WORK TO BE COMPLETED – Copy exactly the run of lines that begins at the line with "pin: the paved" and ends at the final line of the entries.

.....

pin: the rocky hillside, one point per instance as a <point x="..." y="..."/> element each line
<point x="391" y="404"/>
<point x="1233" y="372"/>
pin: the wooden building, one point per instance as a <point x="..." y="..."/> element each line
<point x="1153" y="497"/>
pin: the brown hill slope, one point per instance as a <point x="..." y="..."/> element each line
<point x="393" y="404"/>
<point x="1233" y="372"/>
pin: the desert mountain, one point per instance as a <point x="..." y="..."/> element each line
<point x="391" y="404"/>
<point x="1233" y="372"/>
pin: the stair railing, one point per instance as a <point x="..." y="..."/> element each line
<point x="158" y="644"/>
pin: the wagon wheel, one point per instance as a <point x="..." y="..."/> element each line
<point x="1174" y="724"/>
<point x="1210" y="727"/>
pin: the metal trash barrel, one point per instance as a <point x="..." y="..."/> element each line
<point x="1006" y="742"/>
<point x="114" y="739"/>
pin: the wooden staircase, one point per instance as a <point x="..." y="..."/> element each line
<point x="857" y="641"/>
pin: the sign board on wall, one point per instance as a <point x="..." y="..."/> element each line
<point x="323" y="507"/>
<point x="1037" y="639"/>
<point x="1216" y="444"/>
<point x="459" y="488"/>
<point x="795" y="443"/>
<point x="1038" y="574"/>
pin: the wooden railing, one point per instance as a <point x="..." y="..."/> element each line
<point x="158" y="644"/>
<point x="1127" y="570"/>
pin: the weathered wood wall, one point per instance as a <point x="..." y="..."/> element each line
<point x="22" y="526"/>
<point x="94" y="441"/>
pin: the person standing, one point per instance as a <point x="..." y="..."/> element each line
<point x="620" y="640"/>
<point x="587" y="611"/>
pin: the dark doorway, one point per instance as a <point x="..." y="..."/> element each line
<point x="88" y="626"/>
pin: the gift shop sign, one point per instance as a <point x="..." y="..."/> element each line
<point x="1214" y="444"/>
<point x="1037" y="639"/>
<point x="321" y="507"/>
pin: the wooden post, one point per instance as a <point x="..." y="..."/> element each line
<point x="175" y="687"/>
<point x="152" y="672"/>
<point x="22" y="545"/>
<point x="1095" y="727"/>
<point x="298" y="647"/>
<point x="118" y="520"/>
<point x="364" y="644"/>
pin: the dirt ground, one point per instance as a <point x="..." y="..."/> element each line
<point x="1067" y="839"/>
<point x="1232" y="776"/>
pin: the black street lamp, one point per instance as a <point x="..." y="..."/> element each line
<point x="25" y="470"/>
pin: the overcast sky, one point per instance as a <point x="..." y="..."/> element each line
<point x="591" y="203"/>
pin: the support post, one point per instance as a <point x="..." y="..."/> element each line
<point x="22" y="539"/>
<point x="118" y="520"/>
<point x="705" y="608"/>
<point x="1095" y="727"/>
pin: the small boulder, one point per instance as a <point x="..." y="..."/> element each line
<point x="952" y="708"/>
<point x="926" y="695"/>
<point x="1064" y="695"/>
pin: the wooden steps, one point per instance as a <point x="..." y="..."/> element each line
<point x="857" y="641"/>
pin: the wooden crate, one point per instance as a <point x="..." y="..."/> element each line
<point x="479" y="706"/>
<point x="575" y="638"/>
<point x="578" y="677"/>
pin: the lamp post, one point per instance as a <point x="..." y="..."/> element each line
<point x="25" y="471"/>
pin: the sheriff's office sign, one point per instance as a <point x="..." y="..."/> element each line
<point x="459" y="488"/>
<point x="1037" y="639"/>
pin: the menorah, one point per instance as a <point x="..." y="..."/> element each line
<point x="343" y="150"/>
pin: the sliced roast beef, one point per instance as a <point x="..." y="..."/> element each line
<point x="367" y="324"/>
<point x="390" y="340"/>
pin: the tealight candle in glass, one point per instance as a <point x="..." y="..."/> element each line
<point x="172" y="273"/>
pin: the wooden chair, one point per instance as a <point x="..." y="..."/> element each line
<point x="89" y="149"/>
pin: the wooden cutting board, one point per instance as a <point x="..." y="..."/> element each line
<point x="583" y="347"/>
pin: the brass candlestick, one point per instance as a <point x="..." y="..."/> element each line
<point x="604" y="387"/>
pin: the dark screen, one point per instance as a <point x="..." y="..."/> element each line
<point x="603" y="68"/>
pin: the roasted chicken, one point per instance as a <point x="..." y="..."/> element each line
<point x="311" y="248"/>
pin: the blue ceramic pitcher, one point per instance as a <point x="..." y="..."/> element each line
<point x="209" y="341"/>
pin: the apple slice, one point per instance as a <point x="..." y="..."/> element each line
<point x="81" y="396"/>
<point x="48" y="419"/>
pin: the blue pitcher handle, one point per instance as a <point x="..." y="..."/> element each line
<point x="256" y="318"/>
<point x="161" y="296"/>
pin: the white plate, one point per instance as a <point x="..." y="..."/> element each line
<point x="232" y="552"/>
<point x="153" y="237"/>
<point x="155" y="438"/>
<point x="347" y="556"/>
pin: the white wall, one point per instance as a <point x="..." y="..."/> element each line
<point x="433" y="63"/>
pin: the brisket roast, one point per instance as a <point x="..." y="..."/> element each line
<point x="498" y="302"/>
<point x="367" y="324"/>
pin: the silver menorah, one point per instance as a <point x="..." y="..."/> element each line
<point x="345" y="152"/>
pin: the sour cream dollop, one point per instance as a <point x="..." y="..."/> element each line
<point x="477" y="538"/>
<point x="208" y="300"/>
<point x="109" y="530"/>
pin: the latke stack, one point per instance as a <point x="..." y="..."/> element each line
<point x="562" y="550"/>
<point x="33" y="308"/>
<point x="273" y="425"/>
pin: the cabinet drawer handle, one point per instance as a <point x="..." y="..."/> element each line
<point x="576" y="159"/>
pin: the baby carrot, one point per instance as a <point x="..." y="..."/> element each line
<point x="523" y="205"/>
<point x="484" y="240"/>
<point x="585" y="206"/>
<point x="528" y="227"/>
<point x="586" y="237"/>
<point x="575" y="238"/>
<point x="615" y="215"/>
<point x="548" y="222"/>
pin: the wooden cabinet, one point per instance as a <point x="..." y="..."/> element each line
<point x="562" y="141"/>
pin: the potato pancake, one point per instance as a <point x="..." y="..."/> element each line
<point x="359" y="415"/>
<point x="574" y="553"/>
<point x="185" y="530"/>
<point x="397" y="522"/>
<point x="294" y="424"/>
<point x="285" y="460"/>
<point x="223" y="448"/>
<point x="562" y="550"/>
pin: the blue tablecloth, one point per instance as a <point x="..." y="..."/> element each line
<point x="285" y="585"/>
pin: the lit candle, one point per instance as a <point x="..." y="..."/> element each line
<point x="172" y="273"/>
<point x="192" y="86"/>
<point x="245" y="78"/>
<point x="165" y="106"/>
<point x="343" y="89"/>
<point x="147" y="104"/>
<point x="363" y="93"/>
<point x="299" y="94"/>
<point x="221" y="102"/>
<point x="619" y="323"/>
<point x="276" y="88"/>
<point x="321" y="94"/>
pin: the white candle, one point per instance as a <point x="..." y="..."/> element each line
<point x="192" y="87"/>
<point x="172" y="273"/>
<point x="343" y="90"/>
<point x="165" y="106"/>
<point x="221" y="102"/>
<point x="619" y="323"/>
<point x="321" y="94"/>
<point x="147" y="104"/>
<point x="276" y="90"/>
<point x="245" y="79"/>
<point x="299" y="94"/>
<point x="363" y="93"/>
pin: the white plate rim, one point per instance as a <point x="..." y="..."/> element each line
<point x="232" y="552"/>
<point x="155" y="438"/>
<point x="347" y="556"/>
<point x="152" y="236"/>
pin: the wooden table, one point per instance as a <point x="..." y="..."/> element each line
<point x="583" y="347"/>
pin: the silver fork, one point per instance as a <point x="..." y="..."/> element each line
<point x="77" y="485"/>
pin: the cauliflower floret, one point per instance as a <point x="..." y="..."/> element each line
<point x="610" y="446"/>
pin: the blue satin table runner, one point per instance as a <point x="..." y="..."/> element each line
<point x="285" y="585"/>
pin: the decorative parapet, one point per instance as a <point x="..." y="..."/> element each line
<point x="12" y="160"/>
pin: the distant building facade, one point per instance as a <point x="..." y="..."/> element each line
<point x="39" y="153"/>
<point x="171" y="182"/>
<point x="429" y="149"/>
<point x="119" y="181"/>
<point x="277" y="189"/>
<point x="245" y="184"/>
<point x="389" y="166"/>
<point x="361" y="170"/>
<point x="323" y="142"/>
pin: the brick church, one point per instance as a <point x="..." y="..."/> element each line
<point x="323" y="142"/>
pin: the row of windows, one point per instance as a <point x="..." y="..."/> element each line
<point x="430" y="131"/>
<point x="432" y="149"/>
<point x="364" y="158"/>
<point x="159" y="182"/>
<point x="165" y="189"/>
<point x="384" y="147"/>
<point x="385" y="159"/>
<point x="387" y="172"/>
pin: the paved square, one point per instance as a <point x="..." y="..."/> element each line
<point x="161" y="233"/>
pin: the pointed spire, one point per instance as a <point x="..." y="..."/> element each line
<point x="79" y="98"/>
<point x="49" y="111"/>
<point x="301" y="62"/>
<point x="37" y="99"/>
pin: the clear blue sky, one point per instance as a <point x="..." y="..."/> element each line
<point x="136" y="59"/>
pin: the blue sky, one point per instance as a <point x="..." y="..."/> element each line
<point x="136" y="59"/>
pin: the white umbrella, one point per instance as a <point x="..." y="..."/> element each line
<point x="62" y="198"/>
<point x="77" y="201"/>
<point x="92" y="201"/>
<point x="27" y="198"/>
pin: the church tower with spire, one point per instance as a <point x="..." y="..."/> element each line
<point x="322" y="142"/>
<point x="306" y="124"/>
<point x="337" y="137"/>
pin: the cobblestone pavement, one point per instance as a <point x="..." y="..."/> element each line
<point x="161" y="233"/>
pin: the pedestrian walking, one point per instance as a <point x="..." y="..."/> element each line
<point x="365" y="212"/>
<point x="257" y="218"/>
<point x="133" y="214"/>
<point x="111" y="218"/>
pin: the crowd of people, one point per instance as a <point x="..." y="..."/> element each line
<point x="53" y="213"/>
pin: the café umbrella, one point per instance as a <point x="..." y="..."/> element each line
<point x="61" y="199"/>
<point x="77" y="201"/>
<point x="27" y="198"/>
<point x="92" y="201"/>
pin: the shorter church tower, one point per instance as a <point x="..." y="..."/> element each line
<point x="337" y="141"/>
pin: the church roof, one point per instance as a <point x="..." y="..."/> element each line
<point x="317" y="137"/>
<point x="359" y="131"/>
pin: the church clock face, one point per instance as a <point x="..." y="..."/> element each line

.....

RESULT FOR THIS TASK –
pin: the paved square, one point per instance as a <point x="..." y="..."/> element each line
<point x="161" y="233"/>
pin: the pointed spire, one point per instance as a <point x="..." y="..."/> element each line
<point x="79" y="98"/>
<point x="49" y="111"/>
<point x="301" y="62"/>
<point x="37" y="99"/>
pin: the clear blue sky, one point per instance as a <point x="..." y="..."/> element each line
<point x="136" y="59"/>
pin: the blue sky, one point per instance as a <point x="..." y="..."/> element each line
<point x="136" y="59"/>
pin: the white umbrella, one point per instance as a <point x="..." y="..."/> element each line
<point x="62" y="198"/>
<point x="77" y="201"/>
<point x="92" y="201"/>
<point x="27" y="198"/>
pin: the church tower with spire, one point per instance as a <point x="..." y="..."/> element each line
<point x="322" y="142"/>
<point x="306" y="124"/>
<point x="337" y="137"/>
pin: the cobblestone pavement, one point per instance as a <point x="..." y="..."/> element each line
<point x="161" y="233"/>
pin: the pedestrian walking, one point per instance as a <point x="..." y="..."/> element each line
<point x="365" y="212"/>
<point x="257" y="218"/>
<point x="133" y="214"/>
<point x="111" y="218"/>
pin: the crowd of people, one point per instance as a <point x="..." y="..."/> element each line
<point x="53" y="213"/>
pin: the café umbrella, one point per instance as a <point x="..." y="..."/> element each line
<point x="61" y="199"/>
<point x="77" y="201"/>
<point x="27" y="198"/>
<point x="92" y="201"/>
pin: the shorter church tower, one point per instance as a <point x="..." y="..."/> element each line
<point x="337" y="141"/>
pin: the church roof, one point per instance as a <point x="..." y="..."/> element each line
<point x="317" y="137"/>
<point x="359" y="131"/>
pin: the church clock face, one point per instance as a <point x="..." y="..."/> element each line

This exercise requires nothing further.